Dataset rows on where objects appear
+-------+

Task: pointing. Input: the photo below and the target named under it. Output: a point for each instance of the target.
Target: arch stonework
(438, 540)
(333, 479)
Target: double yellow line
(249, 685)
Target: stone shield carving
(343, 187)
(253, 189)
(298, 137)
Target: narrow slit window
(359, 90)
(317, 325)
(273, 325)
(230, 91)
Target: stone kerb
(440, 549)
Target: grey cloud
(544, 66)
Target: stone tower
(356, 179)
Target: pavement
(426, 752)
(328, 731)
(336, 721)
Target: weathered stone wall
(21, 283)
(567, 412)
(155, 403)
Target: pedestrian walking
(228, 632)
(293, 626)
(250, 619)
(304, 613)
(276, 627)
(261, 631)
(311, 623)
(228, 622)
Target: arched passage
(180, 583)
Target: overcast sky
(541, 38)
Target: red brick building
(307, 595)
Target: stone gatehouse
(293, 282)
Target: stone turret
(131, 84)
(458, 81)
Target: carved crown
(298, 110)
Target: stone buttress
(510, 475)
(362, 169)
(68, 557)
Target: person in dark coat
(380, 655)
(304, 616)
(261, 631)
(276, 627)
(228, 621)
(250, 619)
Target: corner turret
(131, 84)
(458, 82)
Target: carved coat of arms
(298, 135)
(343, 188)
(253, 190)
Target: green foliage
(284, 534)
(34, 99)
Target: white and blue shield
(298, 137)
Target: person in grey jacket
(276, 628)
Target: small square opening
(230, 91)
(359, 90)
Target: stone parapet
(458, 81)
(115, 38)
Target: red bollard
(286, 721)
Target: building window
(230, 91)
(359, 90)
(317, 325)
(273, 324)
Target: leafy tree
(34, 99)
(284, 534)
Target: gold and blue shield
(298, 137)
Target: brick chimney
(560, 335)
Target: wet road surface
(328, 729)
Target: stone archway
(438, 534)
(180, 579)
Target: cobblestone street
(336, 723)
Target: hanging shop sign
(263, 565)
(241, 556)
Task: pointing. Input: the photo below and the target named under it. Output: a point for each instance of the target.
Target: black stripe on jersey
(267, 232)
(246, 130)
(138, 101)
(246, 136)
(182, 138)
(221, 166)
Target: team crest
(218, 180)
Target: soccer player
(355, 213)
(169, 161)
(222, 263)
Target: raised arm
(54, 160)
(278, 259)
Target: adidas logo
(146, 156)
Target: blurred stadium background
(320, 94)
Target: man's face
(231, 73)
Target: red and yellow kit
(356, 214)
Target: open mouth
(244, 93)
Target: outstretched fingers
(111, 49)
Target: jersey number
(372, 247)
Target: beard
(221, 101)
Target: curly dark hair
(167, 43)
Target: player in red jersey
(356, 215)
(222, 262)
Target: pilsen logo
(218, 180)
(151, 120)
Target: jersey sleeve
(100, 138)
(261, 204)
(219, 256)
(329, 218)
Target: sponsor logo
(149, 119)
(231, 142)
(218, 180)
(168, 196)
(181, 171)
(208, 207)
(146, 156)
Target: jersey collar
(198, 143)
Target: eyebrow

+-------+

Task requirements:
Repeat the lines above word for word, starting with the line containing "Target: carved coat of arms" and ending with the last line of the records.

The solution:
Target: carved coat of arms
(298, 135)
(343, 188)
(253, 190)
Target: green foliage
(284, 534)
(34, 99)
Target: white and blue shield
(298, 137)
Target: person in grey jacket
(276, 628)
Target: small square opening
(230, 91)
(359, 90)
Target: stone parapet
(458, 81)
(115, 38)
Target: red bollard
(286, 721)
Target: building window
(230, 91)
(359, 90)
(317, 325)
(273, 324)
Target: leafy tree
(34, 99)
(284, 534)
Target: gold and blue shield
(298, 137)
Target: brick chimney
(560, 335)
Target: wet road surface
(328, 729)
Target: stone archway
(438, 534)
(180, 579)
Target: cobblestone street
(336, 723)
Target: hanging shop sign
(263, 565)
(241, 556)
Task: pointing. Input: the photo below and the target named under it. Output: a point for each instance of the target.
Target: black stripe on jersey
(267, 232)
(246, 130)
(138, 101)
(246, 136)
(182, 138)
(221, 166)
Target: team crest
(218, 180)
Target: soccer player
(355, 213)
(169, 161)
(222, 263)
Target: raised arm
(54, 160)
(278, 259)
Target: adidas logo
(146, 156)
Target: blurred stadium background
(320, 94)
Target: man's face
(231, 73)
Target: red and yellow kit
(356, 214)
Target: open mouth
(244, 93)
Target: outstretched fingers
(111, 49)
Target: jersey number
(372, 247)
Target: beard
(221, 101)
Target: curly dark hair
(167, 43)
Target: player in red jersey
(356, 215)
(222, 262)
Target: pilsen logo
(218, 180)
(151, 120)
Target: jersey sleeve
(100, 138)
(261, 204)
(219, 256)
(329, 218)
Target: sponsor logo
(149, 119)
(231, 142)
(218, 180)
(168, 196)
(181, 171)
(208, 207)
(146, 156)
Target: jersey collar
(198, 143)
Target: eyebrow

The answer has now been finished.